Dataset records:
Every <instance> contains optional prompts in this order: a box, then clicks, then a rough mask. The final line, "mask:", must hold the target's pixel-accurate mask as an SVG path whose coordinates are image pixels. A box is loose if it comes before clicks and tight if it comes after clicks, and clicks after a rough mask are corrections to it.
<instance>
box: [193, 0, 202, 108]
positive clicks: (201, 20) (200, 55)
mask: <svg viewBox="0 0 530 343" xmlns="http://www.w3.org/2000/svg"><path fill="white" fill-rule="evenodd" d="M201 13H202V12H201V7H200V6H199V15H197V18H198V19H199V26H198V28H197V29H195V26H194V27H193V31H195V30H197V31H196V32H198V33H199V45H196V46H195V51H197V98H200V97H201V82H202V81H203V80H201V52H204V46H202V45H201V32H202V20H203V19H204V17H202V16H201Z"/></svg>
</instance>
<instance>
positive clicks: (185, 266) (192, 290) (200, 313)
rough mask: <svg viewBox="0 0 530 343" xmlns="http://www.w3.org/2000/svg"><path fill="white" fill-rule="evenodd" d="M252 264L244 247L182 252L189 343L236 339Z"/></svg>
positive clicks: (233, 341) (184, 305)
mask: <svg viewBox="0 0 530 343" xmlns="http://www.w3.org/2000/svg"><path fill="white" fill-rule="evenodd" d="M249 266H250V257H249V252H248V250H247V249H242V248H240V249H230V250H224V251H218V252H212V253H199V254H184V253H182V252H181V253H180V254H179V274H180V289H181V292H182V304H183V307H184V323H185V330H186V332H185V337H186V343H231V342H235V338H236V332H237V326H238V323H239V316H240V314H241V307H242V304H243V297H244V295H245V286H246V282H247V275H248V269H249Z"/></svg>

● **Task to complete**
Reproduce verbatim the lines from the one with "</instance>" to the one with "rough mask: <svg".

● **Output for this exercise**
</instance>
<instance>
positive clicks: (185, 266) (192, 290) (200, 313)
rough mask: <svg viewBox="0 0 530 343" xmlns="http://www.w3.org/2000/svg"><path fill="white" fill-rule="evenodd" d="M252 264L244 247L182 252L189 343L236 339Z"/></svg>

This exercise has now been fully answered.